◆ WRITTEN EXERCISE
Pick out every line of the entries below that contains the string "woman", and copy each one. Case counts.

:::

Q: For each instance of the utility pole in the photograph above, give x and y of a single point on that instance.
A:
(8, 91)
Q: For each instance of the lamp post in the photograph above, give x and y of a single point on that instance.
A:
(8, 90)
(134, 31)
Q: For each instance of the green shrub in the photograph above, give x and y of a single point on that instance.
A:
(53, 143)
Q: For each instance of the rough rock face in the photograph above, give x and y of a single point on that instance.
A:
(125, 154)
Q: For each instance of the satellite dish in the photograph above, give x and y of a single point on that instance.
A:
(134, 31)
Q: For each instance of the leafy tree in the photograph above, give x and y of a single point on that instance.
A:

:::

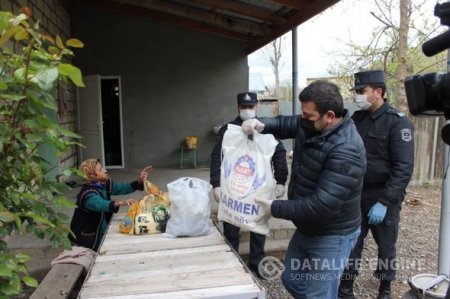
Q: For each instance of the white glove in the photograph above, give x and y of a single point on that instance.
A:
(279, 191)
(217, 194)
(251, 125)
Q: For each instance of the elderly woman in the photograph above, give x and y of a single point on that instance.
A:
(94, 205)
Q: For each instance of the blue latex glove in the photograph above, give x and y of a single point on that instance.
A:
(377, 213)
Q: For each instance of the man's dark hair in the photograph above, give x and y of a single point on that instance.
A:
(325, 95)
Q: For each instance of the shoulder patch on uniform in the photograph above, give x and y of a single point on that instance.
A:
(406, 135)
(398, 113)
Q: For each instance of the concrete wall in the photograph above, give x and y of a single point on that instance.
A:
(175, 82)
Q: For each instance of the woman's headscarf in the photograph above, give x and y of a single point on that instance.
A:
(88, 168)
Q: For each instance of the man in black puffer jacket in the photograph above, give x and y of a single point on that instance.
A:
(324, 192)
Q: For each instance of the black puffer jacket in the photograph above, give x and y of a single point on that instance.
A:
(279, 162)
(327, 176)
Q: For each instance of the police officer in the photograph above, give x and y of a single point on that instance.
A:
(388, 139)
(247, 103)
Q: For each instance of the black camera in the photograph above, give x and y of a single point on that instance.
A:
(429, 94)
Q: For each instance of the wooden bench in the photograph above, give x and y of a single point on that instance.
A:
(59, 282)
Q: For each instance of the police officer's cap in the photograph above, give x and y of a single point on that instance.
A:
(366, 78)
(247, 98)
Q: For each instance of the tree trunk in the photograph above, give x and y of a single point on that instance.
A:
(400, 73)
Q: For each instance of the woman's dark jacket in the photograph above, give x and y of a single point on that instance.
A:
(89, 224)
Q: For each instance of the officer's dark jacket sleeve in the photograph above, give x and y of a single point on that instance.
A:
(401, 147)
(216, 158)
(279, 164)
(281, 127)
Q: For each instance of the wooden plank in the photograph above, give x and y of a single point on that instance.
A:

:::

◆ RESPONSE TO THIS TASK
Q: For each instance of the elderly woman in the photograph above, give x and y of a single point on that instance.
Q: For each instance of the woman's headscarf in the photograph above, give x and y of a single point on that instance.
Q: For each instance of the woman's dark jacket in the photograph above, give x and y of a single point on that instance.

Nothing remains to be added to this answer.